__Given instruction A__
Answer these three questions using the passage on family separations at the border:
(i) Who is named as the ACLU lawyer representing the parents?
(ii) How long did Scott Stewart say the reunification of the 2,700-plus children had taken?
(iii) In what city was the hearing before Judge Sabraw held?

__Selected extract__
The report, from the inspector general for the Department of Health and Human Services, estimated that the separations extended beyond the 2,700-plus children identified in a class-action lawsuit over President Trump’s border crackdown, which drew widespread condemnation, including from Republicans.
“I was shocked to hear that there were thousands who were separated,” Lee Gelernt, an ACLU lawyer who represents the parents, told U.S. District Judge Dana M. Sabraw during a hearing in San Diego, adding that they could be at risk of being “permanently orphaned.”
Lawyers for the Trump administration countered that other children separated at the border are probably already with their parents or close relatives, and they urged Sabraw to reject the ACLU’s request. They said it would be extremely difficult to retrace the steps of all children who were separated but then released to parents or vetted sponsors.
Justice Department lawyer Scott Stewart said that reuniting the 2,700-plus children, who were in federal custody when he ordered the Trump administration to find their parents, had taken eight months. Going back to a larger group, he said, would “blow the case into some other galaxy of a task.”
Sabraw did not immediately issue a ruling, but he had pointed questions for the government and noted that the ACLU could not have demanded the fuller accounting any earlier because the government didn’t disclose how many children they had actually separated from their families.
“They’re not clairvoyant,” Sabraw said, noting that it is critical to understand where every child went. “It’s important to recognize that we’re talking about human beings. Every person needs to be accounted for.”

__Task input__
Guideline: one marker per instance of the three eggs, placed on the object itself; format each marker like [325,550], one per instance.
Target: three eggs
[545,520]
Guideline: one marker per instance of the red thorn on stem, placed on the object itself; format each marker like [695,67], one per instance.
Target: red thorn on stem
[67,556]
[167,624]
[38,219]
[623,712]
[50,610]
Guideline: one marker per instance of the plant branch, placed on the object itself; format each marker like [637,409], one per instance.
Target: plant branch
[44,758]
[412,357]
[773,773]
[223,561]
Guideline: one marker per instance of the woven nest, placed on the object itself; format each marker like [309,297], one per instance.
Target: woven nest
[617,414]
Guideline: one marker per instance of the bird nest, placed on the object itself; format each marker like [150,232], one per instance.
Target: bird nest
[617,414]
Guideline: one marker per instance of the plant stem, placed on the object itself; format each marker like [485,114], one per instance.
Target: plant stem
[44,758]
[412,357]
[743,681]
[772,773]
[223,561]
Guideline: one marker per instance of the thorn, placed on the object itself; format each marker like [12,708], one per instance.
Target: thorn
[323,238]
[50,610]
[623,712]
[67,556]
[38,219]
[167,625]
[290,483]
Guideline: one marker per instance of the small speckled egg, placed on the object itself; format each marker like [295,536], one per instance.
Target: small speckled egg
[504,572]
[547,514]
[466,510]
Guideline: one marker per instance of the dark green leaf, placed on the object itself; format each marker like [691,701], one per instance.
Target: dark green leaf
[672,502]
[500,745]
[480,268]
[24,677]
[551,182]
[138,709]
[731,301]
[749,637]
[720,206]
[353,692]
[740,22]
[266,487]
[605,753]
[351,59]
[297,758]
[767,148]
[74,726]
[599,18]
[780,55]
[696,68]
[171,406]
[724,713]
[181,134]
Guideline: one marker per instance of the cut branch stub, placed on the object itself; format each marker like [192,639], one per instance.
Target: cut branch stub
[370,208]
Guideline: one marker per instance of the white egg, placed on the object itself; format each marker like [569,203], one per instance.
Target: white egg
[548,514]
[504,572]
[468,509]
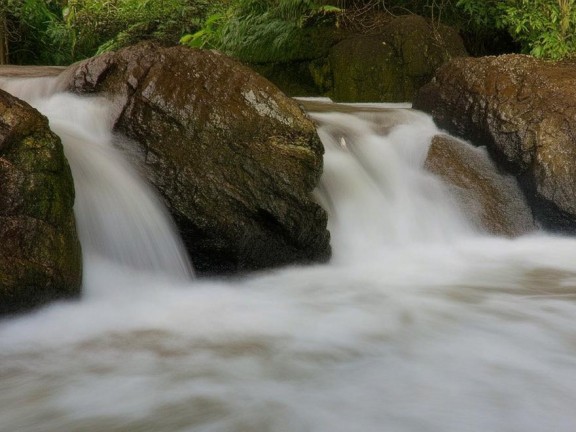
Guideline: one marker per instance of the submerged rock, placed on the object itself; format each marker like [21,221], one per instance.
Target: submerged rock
[234,158]
[40,257]
[523,110]
[491,199]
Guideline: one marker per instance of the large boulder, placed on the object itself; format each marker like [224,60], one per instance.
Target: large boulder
[234,158]
[389,66]
[523,110]
[492,200]
[40,257]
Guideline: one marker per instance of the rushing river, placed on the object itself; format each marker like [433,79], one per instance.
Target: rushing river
[419,323]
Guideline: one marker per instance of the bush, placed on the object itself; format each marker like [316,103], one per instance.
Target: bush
[61,32]
[544,28]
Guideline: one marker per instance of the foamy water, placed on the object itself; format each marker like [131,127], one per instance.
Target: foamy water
[419,323]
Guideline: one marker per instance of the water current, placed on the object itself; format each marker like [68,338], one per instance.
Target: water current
[419,323]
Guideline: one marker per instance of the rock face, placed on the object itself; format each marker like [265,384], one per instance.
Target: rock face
[524,111]
[233,157]
[387,62]
[491,199]
[40,257]
[391,65]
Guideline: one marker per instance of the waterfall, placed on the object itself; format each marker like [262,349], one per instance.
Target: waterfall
[118,215]
[419,323]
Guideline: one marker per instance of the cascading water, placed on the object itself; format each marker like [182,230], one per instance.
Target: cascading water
[418,323]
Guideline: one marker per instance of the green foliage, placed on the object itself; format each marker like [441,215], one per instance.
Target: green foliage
[258,30]
[544,28]
[63,31]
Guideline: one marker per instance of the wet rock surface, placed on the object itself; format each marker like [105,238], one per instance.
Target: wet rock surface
[40,256]
[524,111]
[390,65]
[490,198]
[233,157]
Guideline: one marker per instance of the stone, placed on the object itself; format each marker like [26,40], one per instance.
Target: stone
[234,158]
[392,63]
[491,199]
[40,255]
[524,111]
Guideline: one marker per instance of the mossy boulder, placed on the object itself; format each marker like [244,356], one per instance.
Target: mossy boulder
[391,64]
[490,198]
[523,110]
[40,256]
[234,158]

__Given instruction B__
Rescale the entries from the line containing "Guideline: one marker per instance of the stone, placed" through the end of the entries, both ends included, and reproduce every line. Multiply each coordinate in the answers by 2.3 and round to whole numbers, with halves rounded up; leave the guideline lines and their format samples unchanged.

__Written reply A__
(i) Lee Gelernt
(ii) Eight months
(iii) San Diego

__Written reply B__
Guideline: one marker per instance of the stone, placed on the object itself; format each marker like [26,40], one per instance.
Target: stone
[538,363]
[902,145]
[1129,458]
[92,587]
[1205,255]
Guideline: one marker per instance of the mossy boulder, placed on the object itself; format each marker like [244,356], one per instance.
Target: mossy boulder
[899,147]
[1127,455]
[1203,253]
[92,589]
[538,363]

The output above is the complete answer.